— start Information provided —

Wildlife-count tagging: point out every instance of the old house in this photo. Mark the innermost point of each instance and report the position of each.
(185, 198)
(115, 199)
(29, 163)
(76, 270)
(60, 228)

— end Information provided —

Write out every line above word for word, changing nothing.

**Response to the task**
Wildlife-count tagging: point out every instance of the old house in this photo. Mark the innermost point of each instance and report the position of each.
(185, 198)
(115, 199)
(29, 163)
(76, 270)
(60, 228)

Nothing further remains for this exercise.